§ **Цель задания**: Переведите на английский язык предложение из отрывка о наслаждении: «Они разделяются на следующие виды: доброе, истинное, совершенное, прекрасное, трогательное, возвышенное».

Всеобщий источник всякого, в том числе и чувственного наслаждения, есть целесообразность. Мы назовем наслаждение чувственным, когда целесообразность не очевидна для нашей мысли, но лишь по закону необходимости имеет своим физическим следствием чувство наслаждения. Так целесообразное движение крови и жизненных сил в отдельных органах или в целом организме производит в нас ощущение физического удовольствия во всех его видах и формах; мы чувствуем эту целесообразность чрез посредство приятного ощущения, но мы не можем представить ее себе ни в определенном, ни в неясном виде.

Наслаждение свободно, когда мы имеем представление целесообразности, и приятное ощущение сопровождает представление; таким образом все представления, при посредстве которых мы познаем гармонию и целесообразность вещей, являются источниками свободного наслаждения, и в этой мере способны служить искусству для этой цели. Они разделяются на следующие виды: доброе, истинное, совершенное, прекрасное, трогательное, возвышенное. Добрым занимается наш разум, истинным и совершенным - разсудок, прекрасным - разсудок с воображением, трогательным и возвышенным - разум с воображением. Правда, уже и чувственное приятное ощущение или сила, приведенная в деятельность, также доставляют нам наслаждение, но искусство пользуется приятным физическим ощущением лишь для того, чтобы присоединить его к высшим чувствам целесообразности; само по себе оно сливается с прочими физическими чувствами, и искусство отвергает его, как и все чувственные наслаждения.

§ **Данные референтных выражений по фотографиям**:
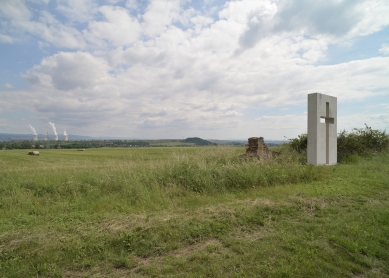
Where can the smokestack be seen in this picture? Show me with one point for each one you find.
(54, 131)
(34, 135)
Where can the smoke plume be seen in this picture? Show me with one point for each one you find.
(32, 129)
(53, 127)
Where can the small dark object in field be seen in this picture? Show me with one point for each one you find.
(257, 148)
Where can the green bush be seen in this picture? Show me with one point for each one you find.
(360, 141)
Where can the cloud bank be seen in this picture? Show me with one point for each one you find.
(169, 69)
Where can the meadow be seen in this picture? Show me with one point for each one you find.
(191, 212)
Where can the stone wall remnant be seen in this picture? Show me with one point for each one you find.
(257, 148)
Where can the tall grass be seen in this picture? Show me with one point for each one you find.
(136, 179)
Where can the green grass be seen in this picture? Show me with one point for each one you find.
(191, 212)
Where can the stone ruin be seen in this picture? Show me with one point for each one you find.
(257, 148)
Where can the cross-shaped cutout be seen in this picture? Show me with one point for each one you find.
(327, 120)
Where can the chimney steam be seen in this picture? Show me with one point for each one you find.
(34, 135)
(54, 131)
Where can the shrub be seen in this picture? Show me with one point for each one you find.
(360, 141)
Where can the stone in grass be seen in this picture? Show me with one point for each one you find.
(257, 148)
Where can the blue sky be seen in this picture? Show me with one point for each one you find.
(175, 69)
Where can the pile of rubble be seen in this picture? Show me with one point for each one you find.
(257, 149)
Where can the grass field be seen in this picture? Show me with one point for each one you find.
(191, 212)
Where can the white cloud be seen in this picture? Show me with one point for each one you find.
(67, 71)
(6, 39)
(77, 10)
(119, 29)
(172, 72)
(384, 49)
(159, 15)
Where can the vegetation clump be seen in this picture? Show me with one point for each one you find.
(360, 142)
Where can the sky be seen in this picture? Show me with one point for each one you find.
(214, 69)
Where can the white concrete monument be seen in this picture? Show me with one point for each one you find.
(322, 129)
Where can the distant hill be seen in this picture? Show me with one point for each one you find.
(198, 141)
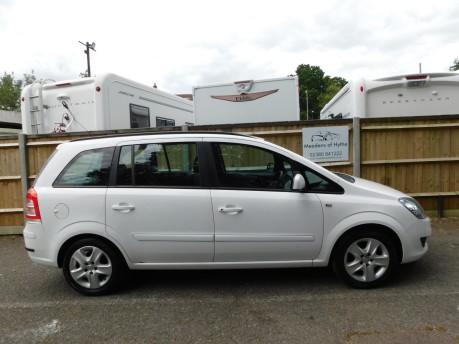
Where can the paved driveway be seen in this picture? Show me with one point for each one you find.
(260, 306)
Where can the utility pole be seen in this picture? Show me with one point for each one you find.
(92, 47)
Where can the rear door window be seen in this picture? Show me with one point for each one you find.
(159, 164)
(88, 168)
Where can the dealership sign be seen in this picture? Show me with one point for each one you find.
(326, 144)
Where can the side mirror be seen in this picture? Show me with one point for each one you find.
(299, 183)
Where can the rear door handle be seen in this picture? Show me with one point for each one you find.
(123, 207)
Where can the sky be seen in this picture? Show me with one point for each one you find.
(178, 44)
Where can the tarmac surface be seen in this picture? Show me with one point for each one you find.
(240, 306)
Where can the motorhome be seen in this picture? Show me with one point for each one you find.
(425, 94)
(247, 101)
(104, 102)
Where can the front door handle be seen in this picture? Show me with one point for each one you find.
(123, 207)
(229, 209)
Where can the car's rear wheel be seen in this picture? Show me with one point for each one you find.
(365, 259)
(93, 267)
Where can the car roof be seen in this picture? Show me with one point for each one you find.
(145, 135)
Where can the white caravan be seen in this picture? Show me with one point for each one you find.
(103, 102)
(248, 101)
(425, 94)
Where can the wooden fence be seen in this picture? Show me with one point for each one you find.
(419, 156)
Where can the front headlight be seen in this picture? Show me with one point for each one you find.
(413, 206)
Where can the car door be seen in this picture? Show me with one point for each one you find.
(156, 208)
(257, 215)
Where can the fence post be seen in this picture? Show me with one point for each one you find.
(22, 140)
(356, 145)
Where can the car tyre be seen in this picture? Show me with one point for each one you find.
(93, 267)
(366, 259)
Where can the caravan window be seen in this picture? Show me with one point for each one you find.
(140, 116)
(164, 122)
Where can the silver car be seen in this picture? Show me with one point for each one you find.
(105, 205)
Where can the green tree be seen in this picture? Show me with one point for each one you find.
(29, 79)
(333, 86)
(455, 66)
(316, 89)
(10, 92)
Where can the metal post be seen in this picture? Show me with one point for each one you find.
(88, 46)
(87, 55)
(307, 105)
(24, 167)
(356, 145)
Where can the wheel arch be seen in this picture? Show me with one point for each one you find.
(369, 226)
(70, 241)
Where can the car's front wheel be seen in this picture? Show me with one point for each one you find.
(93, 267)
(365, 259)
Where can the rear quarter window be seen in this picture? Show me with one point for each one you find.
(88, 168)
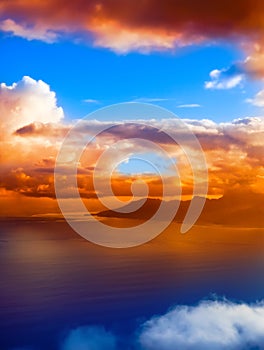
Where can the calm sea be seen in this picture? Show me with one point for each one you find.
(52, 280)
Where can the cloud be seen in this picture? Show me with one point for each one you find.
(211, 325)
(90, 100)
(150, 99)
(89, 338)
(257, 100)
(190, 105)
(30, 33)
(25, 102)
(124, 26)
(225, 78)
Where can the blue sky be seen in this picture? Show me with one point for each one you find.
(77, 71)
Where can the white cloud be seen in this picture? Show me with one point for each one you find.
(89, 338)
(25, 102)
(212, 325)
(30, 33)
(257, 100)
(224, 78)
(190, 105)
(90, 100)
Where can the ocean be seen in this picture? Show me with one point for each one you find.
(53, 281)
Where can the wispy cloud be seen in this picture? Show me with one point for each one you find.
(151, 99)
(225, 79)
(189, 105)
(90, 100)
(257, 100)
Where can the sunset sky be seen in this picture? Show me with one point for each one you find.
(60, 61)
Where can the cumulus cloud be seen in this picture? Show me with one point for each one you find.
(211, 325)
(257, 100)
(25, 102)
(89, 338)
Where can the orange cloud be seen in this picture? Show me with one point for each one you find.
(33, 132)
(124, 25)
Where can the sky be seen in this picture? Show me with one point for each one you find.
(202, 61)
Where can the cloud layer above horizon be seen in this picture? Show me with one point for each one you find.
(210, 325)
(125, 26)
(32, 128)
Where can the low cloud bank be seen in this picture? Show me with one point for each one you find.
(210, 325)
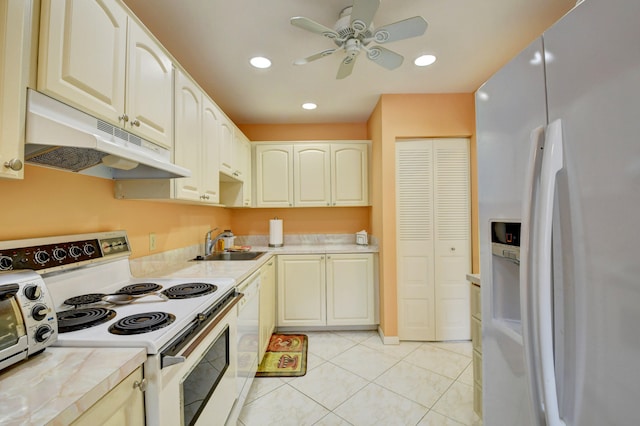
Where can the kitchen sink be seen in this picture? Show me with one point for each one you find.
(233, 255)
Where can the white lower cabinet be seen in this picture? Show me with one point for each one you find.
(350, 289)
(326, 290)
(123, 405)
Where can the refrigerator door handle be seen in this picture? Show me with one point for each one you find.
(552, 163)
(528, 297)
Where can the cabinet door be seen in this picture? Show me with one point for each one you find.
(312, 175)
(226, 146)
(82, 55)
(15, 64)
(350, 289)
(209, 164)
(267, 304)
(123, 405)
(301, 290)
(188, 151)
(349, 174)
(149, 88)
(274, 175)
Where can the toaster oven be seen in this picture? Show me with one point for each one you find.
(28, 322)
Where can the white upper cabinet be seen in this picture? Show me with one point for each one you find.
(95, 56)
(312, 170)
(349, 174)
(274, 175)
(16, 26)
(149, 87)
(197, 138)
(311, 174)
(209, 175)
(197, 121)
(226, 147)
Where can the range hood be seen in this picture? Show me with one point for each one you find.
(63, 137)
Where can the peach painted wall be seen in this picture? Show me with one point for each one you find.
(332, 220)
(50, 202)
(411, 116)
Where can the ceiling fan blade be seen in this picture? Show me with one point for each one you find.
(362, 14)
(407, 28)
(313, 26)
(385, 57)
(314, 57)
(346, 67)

§ **Ответ**: They are divided into the following kinds: the good, the true, the perfect, the beautiful, the moving, the sublime.